Your objective: Write out, word for word, only the lines from the one containing "In this photo, point at the lower" through the final line of the data.

Task input:
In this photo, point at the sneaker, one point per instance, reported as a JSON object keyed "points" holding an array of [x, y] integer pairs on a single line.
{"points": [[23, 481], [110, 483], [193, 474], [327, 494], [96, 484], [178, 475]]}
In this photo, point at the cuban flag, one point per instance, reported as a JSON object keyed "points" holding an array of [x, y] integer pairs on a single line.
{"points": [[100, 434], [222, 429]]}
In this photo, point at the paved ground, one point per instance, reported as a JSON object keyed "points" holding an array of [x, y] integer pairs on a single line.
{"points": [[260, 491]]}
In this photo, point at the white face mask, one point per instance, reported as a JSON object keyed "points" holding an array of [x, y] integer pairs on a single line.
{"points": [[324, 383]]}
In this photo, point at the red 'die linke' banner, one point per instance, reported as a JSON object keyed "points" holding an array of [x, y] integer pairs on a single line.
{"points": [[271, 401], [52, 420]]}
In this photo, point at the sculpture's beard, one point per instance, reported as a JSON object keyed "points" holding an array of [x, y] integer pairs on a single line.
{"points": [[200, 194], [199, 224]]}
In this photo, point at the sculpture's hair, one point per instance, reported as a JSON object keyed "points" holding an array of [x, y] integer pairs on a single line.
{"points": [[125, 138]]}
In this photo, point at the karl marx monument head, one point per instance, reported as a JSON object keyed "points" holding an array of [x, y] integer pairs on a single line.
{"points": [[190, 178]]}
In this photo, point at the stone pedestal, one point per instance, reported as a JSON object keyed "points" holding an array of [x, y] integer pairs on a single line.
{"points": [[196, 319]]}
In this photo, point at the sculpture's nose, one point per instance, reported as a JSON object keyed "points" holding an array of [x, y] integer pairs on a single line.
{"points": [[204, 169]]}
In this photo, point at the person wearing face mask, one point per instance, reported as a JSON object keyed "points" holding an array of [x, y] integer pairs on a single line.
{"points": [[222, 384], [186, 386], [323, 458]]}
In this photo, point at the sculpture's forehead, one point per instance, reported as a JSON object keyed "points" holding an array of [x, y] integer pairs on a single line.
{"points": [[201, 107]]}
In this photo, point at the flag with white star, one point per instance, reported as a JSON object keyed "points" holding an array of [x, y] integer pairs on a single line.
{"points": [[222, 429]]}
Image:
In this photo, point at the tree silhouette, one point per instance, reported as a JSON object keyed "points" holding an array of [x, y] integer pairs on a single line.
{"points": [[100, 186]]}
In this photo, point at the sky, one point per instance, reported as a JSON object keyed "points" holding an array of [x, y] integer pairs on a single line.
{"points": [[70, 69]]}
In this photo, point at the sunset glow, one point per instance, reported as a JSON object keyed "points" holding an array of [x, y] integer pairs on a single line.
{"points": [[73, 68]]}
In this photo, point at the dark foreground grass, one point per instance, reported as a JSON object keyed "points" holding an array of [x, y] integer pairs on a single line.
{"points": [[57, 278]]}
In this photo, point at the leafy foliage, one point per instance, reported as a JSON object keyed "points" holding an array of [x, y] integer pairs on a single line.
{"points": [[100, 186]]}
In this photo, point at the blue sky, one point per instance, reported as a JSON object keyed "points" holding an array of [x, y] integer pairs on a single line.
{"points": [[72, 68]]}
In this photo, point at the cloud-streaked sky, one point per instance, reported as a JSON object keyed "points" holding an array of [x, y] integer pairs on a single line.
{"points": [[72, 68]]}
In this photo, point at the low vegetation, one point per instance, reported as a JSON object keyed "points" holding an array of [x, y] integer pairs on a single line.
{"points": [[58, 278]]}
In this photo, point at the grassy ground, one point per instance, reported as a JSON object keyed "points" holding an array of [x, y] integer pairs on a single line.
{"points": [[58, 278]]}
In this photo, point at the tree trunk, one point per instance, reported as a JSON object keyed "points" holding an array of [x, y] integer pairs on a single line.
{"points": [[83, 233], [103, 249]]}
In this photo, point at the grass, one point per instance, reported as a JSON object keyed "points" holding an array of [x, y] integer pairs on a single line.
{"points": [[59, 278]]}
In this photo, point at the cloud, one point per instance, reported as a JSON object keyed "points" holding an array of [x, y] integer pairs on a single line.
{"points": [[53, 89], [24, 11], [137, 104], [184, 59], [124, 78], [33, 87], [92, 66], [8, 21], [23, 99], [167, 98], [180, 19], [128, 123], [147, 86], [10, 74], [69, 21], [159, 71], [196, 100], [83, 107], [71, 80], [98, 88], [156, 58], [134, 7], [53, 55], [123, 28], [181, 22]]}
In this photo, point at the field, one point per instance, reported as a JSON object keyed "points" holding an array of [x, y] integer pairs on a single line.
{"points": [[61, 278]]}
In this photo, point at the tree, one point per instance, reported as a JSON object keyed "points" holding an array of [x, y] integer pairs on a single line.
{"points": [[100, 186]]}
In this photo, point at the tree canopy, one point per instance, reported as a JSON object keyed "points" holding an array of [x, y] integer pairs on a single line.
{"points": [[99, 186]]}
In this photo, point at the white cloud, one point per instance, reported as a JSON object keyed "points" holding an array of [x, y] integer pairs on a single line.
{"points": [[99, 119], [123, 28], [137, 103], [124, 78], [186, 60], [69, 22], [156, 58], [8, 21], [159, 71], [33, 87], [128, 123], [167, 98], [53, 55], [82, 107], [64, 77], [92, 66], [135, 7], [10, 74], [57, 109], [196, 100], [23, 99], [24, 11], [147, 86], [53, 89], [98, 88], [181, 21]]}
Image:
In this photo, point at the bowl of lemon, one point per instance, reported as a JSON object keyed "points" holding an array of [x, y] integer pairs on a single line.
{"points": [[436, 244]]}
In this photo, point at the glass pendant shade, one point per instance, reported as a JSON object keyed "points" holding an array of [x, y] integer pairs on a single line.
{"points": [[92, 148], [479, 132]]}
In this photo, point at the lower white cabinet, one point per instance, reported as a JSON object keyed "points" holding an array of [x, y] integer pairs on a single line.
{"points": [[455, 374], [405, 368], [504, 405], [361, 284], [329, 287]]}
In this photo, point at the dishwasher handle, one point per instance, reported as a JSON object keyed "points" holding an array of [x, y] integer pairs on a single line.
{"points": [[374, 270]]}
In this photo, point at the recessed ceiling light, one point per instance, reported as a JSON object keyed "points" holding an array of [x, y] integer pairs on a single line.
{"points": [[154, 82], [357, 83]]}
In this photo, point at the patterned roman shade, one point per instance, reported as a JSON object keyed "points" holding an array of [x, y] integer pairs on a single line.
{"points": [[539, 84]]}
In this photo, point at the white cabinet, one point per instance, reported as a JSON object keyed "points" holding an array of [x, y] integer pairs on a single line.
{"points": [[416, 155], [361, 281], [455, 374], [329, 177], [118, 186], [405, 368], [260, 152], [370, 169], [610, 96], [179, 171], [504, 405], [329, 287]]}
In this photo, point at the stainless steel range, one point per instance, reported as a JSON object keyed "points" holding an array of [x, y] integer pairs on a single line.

Completed exercise:
In this photo, point at the lower white cabinet, one point per instance, reported as a JSON object keyed "points" holding an array of [x, y] integer pairs on a single line.
{"points": [[455, 374], [405, 368], [504, 405], [361, 284], [329, 287]]}
In this photo, point at the dishwasher handle, one point per instance, reported as a JSON object keyed "points" holding an array of [x, y] integer pairs on a single line.
{"points": [[374, 270]]}
In this photo, point at the recessed ceiling light, one point per instance, reported as a JSON object keyed "points" holding an array of [x, y] integer pairs on a single line.
{"points": [[154, 82], [357, 83]]}
In this photo, point at the patterned roman shade, one point per instance, reported as a JSON object keyed "points" holding an array of [x, y] integer pairs on a single line.
{"points": [[539, 84]]}
In this photo, point at the white cabinet, one point per instance, reported as a JSON object keyed "points" holding an array of [x, y] integer pairs on a single line.
{"points": [[416, 155], [361, 281], [455, 374], [329, 177], [118, 186], [405, 368], [260, 152], [370, 169], [610, 96], [179, 171], [504, 405], [329, 287]]}
In this photo, point at the stainless steel range, one point per instance, reported as a JSON object keyed "points" holding an array of [x, y] integer pairs on a single line.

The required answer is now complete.